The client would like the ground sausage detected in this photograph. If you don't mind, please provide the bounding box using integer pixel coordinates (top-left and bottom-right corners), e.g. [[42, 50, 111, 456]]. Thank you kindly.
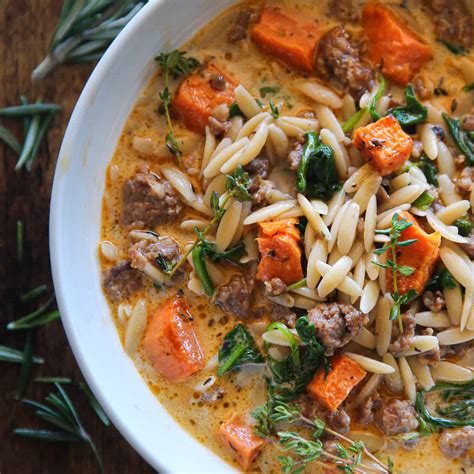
[[308, 303, 369, 354], [328, 0, 360, 23], [128, 231, 181, 271], [214, 273, 255, 319], [425, 0, 472, 48], [122, 168, 183, 228], [102, 260, 143, 302], [316, 25, 373, 98], [439, 426, 474, 459], [375, 398, 418, 436]]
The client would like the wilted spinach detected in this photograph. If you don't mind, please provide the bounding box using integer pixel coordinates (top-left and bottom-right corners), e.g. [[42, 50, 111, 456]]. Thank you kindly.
[[296, 132, 341, 201], [217, 323, 263, 377], [443, 112, 474, 166], [389, 85, 428, 131]]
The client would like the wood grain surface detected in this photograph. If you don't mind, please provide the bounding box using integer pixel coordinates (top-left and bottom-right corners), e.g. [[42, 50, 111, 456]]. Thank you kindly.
[[0, 0, 153, 474]]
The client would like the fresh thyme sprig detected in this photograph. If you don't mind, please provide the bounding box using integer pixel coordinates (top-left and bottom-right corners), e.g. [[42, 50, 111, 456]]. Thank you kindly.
[[372, 212, 418, 331], [14, 383, 104, 472], [155, 49, 199, 166], [252, 394, 391, 474], [0, 96, 61, 171], [168, 166, 252, 277], [31, 0, 146, 81]]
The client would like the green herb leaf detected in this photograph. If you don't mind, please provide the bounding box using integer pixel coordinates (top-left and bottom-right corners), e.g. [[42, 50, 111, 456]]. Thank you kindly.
[[79, 382, 110, 426], [296, 132, 341, 201], [270, 100, 280, 120], [442, 112, 474, 166], [389, 85, 428, 130], [453, 217, 472, 237], [436, 39, 467, 56], [260, 86, 281, 98], [412, 191, 435, 211], [217, 323, 263, 377], [425, 268, 458, 291], [418, 155, 438, 187]]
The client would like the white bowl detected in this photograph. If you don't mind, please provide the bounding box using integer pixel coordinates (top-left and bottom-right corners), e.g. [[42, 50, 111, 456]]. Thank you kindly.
[[50, 0, 234, 472]]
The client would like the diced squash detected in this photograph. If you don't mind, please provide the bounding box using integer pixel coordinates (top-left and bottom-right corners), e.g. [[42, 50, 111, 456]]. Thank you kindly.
[[251, 4, 321, 72], [387, 212, 441, 295], [144, 297, 204, 382], [257, 218, 303, 285], [219, 414, 266, 471], [362, 3, 433, 86], [172, 62, 237, 133], [352, 115, 413, 176], [306, 355, 367, 412]]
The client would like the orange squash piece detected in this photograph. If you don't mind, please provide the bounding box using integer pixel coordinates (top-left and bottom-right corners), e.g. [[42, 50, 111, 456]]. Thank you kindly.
[[144, 297, 204, 382], [352, 115, 413, 176], [219, 414, 266, 471], [172, 62, 237, 133], [257, 218, 303, 285], [306, 355, 367, 412], [362, 3, 433, 86], [251, 4, 321, 72], [387, 212, 441, 295]]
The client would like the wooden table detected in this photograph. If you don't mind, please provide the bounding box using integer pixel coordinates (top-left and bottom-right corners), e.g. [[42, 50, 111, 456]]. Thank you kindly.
[[0, 0, 153, 474]]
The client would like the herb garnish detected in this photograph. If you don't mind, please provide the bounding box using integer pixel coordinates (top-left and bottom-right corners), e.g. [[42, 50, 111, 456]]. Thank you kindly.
[[169, 165, 252, 276], [14, 383, 104, 472], [31, 0, 146, 81], [442, 112, 474, 166], [252, 397, 391, 474], [217, 323, 263, 377], [415, 380, 474, 432], [0, 97, 61, 171], [372, 212, 418, 331], [411, 191, 435, 211], [388, 84, 428, 131], [155, 49, 199, 166], [425, 268, 458, 291], [296, 132, 341, 201]]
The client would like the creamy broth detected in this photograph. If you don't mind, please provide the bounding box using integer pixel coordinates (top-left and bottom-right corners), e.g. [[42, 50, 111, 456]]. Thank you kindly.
[[99, 0, 474, 473]]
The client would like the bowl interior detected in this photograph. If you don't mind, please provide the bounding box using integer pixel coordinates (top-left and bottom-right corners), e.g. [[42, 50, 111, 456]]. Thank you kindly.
[[50, 0, 235, 472]]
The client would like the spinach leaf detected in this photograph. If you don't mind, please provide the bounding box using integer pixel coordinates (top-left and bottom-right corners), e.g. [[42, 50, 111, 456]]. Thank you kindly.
[[436, 39, 467, 56], [418, 155, 438, 186], [453, 217, 472, 237], [217, 323, 263, 377], [260, 86, 280, 97], [412, 191, 435, 211], [415, 380, 474, 431], [442, 112, 474, 166], [425, 268, 458, 291], [229, 102, 244, 118], [296, 132, 341, 201], [389, 85, 428, 131]]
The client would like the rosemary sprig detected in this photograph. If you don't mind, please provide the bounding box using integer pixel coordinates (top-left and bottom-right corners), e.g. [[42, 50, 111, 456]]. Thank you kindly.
[[155, 49, 199, 166], [0, 346, 44, 364], [31, 0, 147, 81], [14, 383, 104, 473], [372, 212, 418, 331], [168, 166, 252, 277], [79, 382, 110, 426], [7, 295, 60, 330], [252, 397, 391, 474], [0, 97, 61, 171]]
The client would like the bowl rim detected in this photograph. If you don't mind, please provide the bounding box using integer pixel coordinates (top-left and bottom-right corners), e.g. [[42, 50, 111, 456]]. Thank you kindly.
[[49, 0, 235, 472]]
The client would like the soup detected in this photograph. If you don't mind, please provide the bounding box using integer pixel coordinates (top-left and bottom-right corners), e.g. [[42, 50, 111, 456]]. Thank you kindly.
[[99, 0, 474, 473]]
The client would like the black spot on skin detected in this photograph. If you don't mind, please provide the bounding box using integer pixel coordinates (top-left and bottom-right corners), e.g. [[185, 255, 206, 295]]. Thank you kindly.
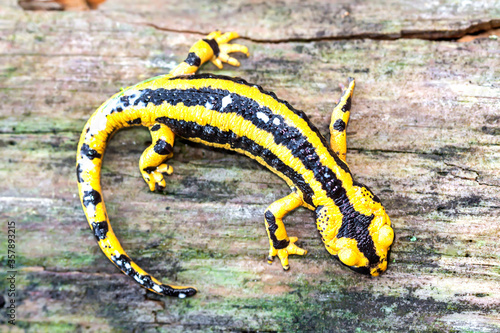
[[264, 210, 290, 250], [80, 143, 102, 160], [76, 163, 83, 183], [203, 39, 220, 57], [82, 189, 101, 207], [150, 124, 161, 132], [184, 52, 201, 67], [92, 221, 109, 241], [127, 118, 142, 125], [153, 139, 174, 155], [333, 119, 345, 132]]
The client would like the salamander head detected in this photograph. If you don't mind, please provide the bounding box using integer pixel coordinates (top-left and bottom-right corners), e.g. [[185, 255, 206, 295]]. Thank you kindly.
[[316, 184, 394, 276]]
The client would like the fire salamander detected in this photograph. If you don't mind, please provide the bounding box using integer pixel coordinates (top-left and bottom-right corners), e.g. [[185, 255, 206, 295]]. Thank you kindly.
[[76, 31, 394, 298]]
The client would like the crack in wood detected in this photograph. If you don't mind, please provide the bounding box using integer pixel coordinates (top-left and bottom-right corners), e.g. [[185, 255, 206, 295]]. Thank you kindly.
[[138, 17, 500, 44]]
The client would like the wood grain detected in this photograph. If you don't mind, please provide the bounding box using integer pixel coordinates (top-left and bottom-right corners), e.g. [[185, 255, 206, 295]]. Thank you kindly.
[[0, 0, 500, 332]]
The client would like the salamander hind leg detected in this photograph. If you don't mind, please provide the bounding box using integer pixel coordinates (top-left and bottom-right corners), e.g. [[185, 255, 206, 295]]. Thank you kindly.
[[330, 77, 355, 162], [264, 192, 307, 270], [139, 124, 175, 191]]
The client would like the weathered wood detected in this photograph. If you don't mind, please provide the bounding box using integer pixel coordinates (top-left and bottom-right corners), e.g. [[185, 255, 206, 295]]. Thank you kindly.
[[0, 1, 500, 332]]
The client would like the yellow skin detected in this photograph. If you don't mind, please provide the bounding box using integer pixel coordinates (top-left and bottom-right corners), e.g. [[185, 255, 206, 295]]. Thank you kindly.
[[77, 31, 394, 298]]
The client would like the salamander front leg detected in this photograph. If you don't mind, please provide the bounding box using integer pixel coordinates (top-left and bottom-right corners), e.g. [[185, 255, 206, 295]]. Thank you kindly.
[[170, 31, 250, 76], [330, 77, 355, 162], [139, 124, 175, 191], [264, 192, 307, 271]]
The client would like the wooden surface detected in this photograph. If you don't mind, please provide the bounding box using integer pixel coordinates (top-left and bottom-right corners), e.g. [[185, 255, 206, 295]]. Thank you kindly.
[[0, 0, 500, 332]]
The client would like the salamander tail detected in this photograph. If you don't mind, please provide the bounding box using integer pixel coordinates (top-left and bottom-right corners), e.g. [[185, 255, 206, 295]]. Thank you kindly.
[[76, 108, 196, 298]]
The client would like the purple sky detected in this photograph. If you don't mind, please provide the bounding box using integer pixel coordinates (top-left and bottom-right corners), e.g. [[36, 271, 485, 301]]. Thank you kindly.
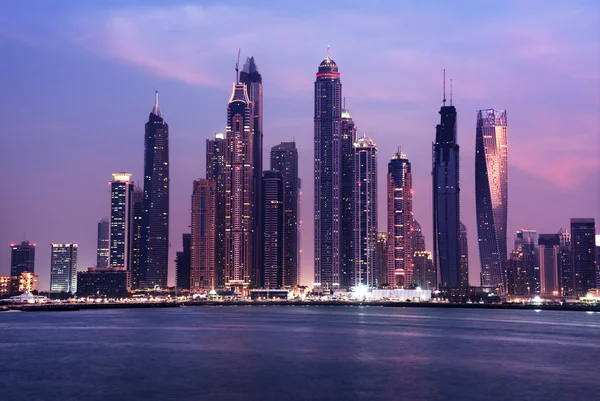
[[0, 0, 600, 289]]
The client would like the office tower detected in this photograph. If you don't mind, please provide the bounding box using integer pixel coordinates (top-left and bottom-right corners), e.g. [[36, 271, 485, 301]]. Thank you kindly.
[[458, 222, 469, 289], [50, 244, 77, 294], [354, 135, 377, 287], [175, 234, 192, 290], [339, 107, 356, 288], [571, 218, 596, 296], [206, 132, 225, 288], [10, 241, 35, 276], [431, 84, 463, 289], [375, 233, 388, 288], [240, 57, 263, 287], [128, 187, 144, 289], [475, 109, 508, 293], [261, 170, 285, 288], [271, 142, 300, 287], [538, 234, 560, 295], [140, 92, 169, 288], [96, 217, 110, 267], [387, 151, 413, 288], [314, 56, 346, 292], [108, 173, 134, 271], [190, 179, 217, 290], [225, 82, 254, 293]]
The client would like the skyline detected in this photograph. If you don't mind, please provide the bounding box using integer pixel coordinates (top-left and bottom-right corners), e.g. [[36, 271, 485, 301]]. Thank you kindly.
[[0, 3, 600, 288]]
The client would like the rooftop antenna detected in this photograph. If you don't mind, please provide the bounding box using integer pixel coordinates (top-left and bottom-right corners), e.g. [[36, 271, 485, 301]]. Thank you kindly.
[[442, 68, 446, 106]]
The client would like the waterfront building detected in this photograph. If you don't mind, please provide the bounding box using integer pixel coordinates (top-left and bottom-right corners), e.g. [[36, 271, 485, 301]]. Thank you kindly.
[[475, 109, 508, 293], [387, 151, 413, 288], [261, 170, 285, 289], [175, 234, 192, 290], [314, 56, 342, 292], [50, 243, 78, 294], [224, 82, 254, 293], [10, 241, 35, 276], [354, 135, 377, 287], [139, 92, 169, 288], [265, 142, 300, 288], [190, 178, 216, 290], [206, 132, 226, 288], [571, 218, 597, 296]]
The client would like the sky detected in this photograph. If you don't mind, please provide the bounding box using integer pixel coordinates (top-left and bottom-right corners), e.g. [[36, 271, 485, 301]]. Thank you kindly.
[[0, 0, 600, 289]]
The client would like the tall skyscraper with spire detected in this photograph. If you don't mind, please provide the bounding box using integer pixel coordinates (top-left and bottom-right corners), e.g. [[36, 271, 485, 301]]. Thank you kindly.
[[240, 57, 263, 286], [431, 73, 463, 289], [314, 56, 342, 291], [225, 72, 254, 293], [140, 92, 169, 288], [475, 109, 508, 293], [352, 135, 377, 287]]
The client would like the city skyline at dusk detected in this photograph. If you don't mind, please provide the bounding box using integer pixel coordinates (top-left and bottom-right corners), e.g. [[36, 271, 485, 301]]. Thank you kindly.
[[0, 1, 600, 289]]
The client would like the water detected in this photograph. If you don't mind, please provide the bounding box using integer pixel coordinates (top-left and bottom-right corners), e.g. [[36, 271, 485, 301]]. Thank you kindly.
[[0, 306, 600, 401]]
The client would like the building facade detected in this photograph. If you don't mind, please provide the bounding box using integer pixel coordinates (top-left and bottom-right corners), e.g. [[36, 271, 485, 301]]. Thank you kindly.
[[314, 57, 342, 292], [475, 109, 508, 293]]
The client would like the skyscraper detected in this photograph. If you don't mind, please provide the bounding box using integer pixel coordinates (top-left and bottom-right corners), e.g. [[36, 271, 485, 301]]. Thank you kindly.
[[261, 170, 285, 288], [240, 57, 263, 286], [352, 135, 377, 287], [96, 217, 110, 267], [431, 86, 463, 289], [50, 244, 77, 294], [475, 109, 508, 293], [387, 151, 413, 288], [571, 218, 597, 296], [340, 108, 356, 288], [190, 179, 217, 290], [225, 79, 253, 292], [271, 142, 300, 287], [140, 92, 169, 288], [10, 241, 35, 276], [314, 57, 342, 291], [206, 132, 226, 288]]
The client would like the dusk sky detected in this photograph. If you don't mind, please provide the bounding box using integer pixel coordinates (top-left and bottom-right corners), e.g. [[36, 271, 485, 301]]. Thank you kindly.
[[0, 0, 600, 290]]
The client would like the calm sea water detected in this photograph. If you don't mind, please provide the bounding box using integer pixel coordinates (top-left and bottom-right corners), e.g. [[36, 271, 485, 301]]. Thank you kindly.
[[0, 306, 600, 401]]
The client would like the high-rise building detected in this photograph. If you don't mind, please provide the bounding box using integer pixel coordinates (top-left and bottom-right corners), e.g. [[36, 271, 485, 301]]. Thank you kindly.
[[314, 56, 342, 291], [240, 57, 263, 286], [265, 142, 300, 287], [261, 170, 285, 289], [175, 234, 192, 290], [96, 217, 110, 267], [225, 79, 254, 293], [340, 107, 356, 288], [431, 90, 463, 289], [538, 234, 560, 295], [387, 151, 413, 288], [190, 179, 217, 290], [140, 92, 169, 288], [352, 135, 377, 287], [571, 218, 597, 296], [475, 109, 508, 293], [109, 173, 134, 271], [375, 233, 388, 288], [10, 241, 35, 276], [50, 244, 77, 294], [206, 132, 225, 288]]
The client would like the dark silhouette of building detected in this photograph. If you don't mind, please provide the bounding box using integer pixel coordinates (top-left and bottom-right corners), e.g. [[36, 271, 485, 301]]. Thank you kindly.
[[314, 57, 342, 291], [261, 170, 285, 288], [271, 142, 300, 287], [96, 218, 110, 267], [140, 92, 169, 288], [10, 241, 35, 276], [175, 234, 192, 290], [475, 109, 508, 293]]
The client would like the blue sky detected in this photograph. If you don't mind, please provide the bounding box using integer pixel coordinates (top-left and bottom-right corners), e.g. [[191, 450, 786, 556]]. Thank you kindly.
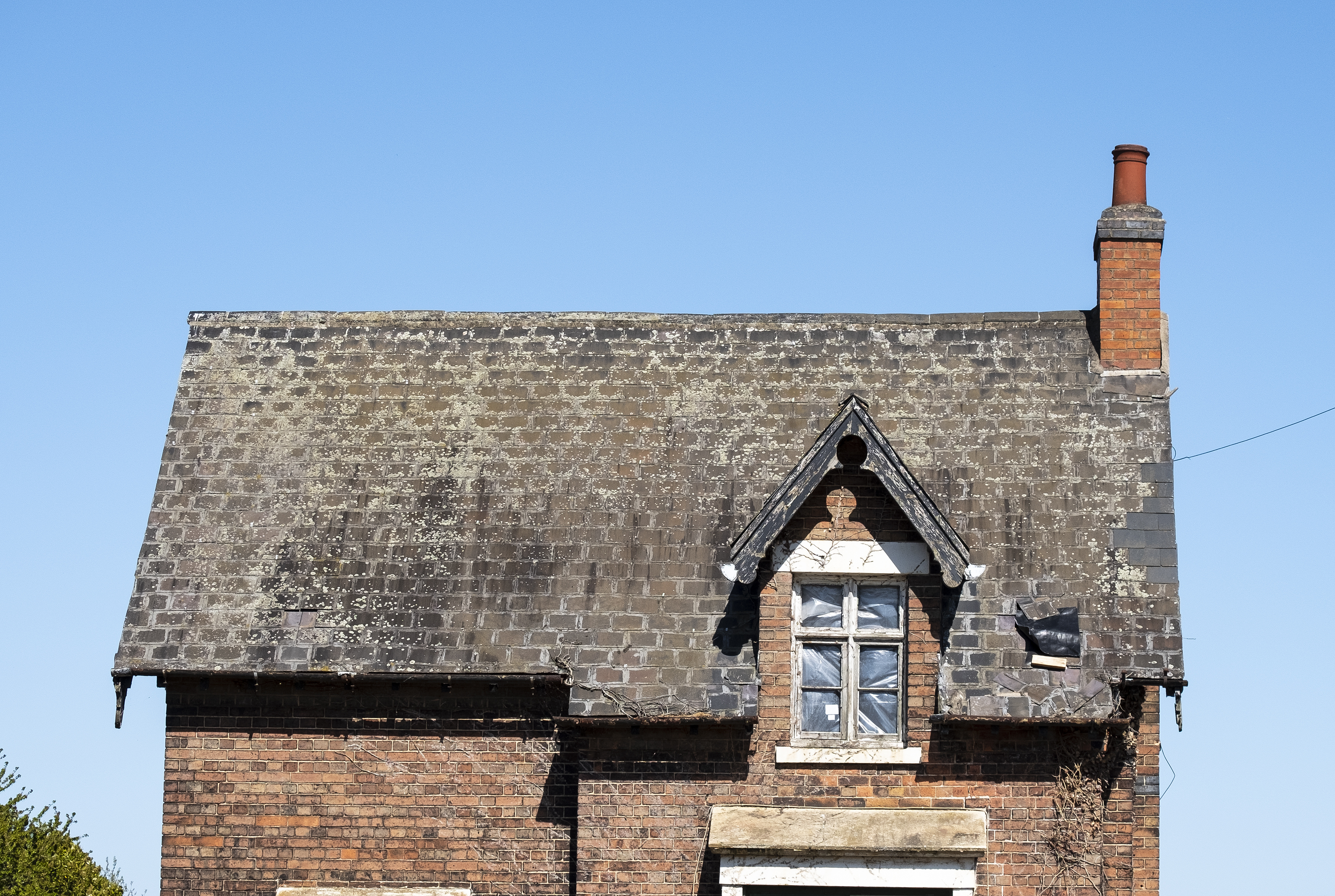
[[0, 3, 1335, 895]]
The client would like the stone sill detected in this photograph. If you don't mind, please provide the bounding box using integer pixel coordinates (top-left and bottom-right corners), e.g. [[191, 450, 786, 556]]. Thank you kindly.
[[276, 884, 473, 896], [774, 746, 923, 765]]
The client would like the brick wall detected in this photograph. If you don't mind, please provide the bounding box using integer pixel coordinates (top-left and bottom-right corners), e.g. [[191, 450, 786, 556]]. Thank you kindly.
[[163, 676, 1159, 896], [161, 680, 574, 896], [1097, 239, 1163, 370], [574, 574, 1159, 896]]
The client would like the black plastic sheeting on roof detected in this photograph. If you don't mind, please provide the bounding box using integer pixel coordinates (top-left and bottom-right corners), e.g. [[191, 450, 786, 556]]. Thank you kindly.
[[1015, 606, 1080, 657]]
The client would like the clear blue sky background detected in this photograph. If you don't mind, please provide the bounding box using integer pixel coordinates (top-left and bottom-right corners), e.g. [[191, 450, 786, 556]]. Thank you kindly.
[[0, 3, 1335, 895]]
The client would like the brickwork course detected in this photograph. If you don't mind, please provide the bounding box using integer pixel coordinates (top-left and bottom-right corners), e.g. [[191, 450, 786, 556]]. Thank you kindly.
[[112, 163, 1184, 896]]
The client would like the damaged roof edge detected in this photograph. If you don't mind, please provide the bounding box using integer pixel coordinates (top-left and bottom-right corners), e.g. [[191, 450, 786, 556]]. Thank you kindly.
[[187, 310, 1087, 327]]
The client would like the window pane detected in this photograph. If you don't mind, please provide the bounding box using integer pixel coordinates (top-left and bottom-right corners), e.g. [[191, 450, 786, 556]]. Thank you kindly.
[[801, 585, 844, 629], [857, 692, 900, 734], [802, 690, 838, 733], [802, 644, 844, 688], [857, 648, 900, 688], [857, 585, 900, 629]]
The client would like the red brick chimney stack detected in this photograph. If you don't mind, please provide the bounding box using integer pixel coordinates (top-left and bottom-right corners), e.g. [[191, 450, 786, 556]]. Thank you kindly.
[[1093, 143, 1164, 373]]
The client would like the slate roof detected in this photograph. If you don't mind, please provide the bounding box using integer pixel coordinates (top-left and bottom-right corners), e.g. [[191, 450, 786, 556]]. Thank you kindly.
[[115, 311, 1181, 716]]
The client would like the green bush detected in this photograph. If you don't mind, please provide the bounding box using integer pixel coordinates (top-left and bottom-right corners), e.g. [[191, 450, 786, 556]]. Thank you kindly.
[[0, 753, 128, 896]]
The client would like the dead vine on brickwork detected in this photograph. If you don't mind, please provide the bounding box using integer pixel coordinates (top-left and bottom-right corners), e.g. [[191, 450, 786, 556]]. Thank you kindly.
[[1039, 697, 1139, 896], [551, 656, 705, 718]]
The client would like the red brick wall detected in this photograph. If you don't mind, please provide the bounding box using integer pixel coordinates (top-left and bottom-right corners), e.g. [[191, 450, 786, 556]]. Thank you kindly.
[[163, 604, 1159, 896], [577, 574, 1159, 896], [1099, 239, 1163, 370], [161, 680, 574, 896]]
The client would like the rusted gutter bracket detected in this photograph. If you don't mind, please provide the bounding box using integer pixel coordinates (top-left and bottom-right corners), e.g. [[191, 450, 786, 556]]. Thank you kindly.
[[111, 676, 135, 728], [1118, 670, 1187, 730]]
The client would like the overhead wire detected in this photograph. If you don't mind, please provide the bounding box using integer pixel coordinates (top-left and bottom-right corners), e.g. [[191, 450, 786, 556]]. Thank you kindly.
[[1174, 407, 1335, 461]]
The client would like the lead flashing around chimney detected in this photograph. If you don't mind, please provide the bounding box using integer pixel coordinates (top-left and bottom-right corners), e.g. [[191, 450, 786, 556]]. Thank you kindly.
[[1093, 204, 1165, 240]]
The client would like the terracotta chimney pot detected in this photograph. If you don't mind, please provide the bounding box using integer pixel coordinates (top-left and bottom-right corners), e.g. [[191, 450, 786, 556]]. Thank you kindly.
[[1112, 143, 1150, 206]]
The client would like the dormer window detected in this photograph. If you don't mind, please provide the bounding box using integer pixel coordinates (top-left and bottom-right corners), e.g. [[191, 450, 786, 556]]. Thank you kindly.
[[792, 575, 904, 746]]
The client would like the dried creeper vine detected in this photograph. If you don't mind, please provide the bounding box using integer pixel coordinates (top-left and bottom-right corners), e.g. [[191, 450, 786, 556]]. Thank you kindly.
[[1039, 693, 1144, 896]]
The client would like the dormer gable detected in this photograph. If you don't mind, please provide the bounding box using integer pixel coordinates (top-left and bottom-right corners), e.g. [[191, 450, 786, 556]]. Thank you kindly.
[[722, 395, 969, 588]]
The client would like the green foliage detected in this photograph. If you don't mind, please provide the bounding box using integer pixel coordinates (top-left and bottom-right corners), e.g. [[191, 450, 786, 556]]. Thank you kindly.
[[0, 753, 127, 896]]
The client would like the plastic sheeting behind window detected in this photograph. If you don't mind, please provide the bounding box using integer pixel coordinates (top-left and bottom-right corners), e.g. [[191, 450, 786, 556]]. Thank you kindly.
[[857, 585, 900, 629], [801, 585, 844, 629]]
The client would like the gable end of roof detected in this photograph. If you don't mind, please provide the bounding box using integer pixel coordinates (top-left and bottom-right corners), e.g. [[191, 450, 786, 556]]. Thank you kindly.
[[722, 395, 969, 588]]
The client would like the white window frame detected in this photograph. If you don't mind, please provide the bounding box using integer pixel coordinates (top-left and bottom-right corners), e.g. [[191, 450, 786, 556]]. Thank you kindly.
[[789, 575, 908, 749]]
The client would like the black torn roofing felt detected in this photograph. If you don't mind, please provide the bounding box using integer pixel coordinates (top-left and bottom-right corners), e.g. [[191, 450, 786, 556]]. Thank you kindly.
[[723, 395, 969, 588], [1015, 606, 1080, 657]]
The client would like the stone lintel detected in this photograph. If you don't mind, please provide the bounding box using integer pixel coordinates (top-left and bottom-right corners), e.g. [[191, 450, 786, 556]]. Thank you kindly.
[[709, 805, 988, 856]]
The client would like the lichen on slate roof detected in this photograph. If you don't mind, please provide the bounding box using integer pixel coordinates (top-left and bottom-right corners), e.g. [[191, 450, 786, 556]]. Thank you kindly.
[[115, 311, 1181, 714]]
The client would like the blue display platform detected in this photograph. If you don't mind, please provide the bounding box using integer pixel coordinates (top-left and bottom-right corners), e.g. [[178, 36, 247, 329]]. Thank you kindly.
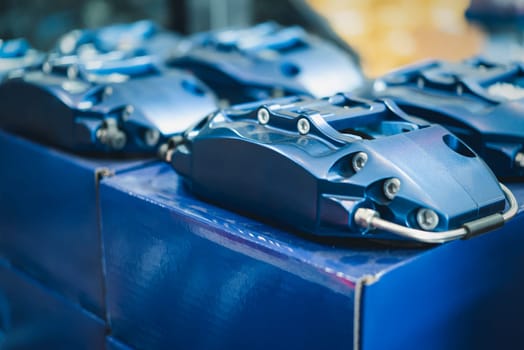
[[0, 131, 149, 318], [100, 163, 524, 349], [106, 337, 132, 350], [0, 260, 105, 350]]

######

Show every line of the rows above that contains the word "bowl".

→ **Task answer**:
The client would like the white bowl detected in this photograph. If you don't mind, please provide the bounding box using integer pixel coordinates (top-left and bottom-right corners), e.g. [[42, 50, 111, 456]]. Thank you kindly.
The client would like the bowl interior detected in this photograph. If you don't mind, please provide the bounding box using integer pixel coordinates (top-left and bottom-right corners), e.g. [[42, 50, 111, 456]]. Thank you kindly.
The client would like the bowl rim detected in this photograph. If you don't mind, please provide the bounding box using integer pixel coordinates (top-left and bottom-right corners), e.g. [[42, 50, 111, 456]]. Thank you kindly.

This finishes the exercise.